# Aim of the exercise:
Nothing is needed except the lines below that run from the one with "71L47 70L45 80L52" through the one with "positive clicks: (311, 137) (330, 124)", repeated exactly.

+ + +

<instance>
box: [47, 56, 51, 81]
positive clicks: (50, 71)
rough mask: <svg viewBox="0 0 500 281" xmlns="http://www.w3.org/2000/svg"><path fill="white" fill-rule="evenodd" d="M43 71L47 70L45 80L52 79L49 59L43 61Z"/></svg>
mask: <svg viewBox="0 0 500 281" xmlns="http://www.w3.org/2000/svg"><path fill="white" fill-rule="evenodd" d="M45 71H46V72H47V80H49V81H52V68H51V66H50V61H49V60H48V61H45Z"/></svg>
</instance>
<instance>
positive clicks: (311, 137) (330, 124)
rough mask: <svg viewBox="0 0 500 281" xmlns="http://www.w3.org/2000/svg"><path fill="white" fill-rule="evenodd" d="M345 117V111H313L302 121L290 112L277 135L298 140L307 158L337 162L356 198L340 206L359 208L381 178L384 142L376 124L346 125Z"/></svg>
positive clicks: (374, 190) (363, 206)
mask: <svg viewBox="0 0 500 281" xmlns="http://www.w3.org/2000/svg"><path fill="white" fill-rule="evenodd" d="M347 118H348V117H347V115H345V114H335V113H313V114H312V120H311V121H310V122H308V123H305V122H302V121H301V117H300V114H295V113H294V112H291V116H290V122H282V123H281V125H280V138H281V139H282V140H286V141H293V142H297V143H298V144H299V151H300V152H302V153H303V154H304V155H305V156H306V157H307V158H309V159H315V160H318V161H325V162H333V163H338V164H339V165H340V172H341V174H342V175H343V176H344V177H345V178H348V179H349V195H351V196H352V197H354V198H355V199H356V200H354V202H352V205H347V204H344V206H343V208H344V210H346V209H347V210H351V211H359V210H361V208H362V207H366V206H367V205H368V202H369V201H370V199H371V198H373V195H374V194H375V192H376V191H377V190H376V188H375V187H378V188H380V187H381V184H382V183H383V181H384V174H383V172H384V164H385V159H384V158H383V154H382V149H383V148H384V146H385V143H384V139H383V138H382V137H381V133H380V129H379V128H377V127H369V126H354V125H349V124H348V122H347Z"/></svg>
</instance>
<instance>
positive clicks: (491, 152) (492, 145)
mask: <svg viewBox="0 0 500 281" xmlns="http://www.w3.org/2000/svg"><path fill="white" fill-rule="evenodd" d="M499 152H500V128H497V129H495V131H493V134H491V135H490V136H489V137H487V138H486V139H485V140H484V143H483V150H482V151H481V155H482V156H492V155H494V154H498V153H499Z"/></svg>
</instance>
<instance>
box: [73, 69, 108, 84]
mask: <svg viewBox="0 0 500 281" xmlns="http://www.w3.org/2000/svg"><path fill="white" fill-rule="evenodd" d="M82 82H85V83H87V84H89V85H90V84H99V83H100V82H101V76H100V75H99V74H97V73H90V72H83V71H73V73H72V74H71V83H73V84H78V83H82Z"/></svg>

+ + +

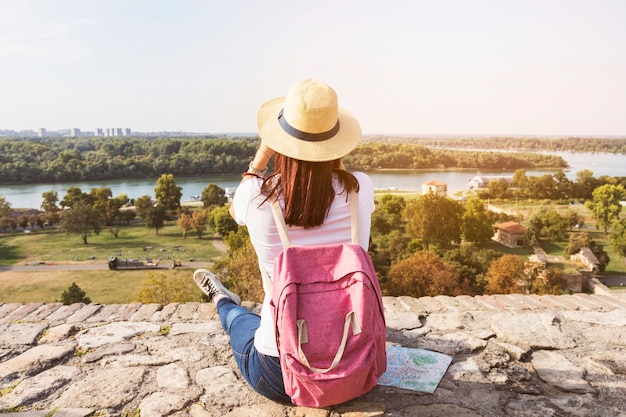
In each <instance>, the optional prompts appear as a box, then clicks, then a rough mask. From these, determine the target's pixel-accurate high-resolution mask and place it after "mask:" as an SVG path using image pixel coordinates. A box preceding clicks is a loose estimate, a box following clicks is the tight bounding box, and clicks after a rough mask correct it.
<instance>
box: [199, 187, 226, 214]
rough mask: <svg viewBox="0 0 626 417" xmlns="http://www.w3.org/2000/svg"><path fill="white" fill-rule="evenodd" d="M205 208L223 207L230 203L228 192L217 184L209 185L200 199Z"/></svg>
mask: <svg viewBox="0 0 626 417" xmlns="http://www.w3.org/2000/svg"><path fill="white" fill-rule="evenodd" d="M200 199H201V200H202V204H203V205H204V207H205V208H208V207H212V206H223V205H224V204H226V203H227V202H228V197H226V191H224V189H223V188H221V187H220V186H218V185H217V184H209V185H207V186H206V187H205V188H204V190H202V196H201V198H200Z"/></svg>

+ + +

# Exercise result:
rough mask: <svg viewBox="0 0 500 281" xmlns="http://www.w3.org/2000/svg"><path fill="white" fill-rule="evenodd" d="M43 71L47 70L45 80L52 79L49 59L43 61Z"/></svg>
mask: <svg viewBox="0 0 500 281" xmlns="http://www.w3.org/2000/svg"><path fill="white" fill-rule="evenodd" d="M45 71H46V72H47V80H49V81H52V68H51V66H50V61H49V60H48V61H45Z"/></svg>
</instance>
<instance>
positive clicks: (311, 137) (330, 124)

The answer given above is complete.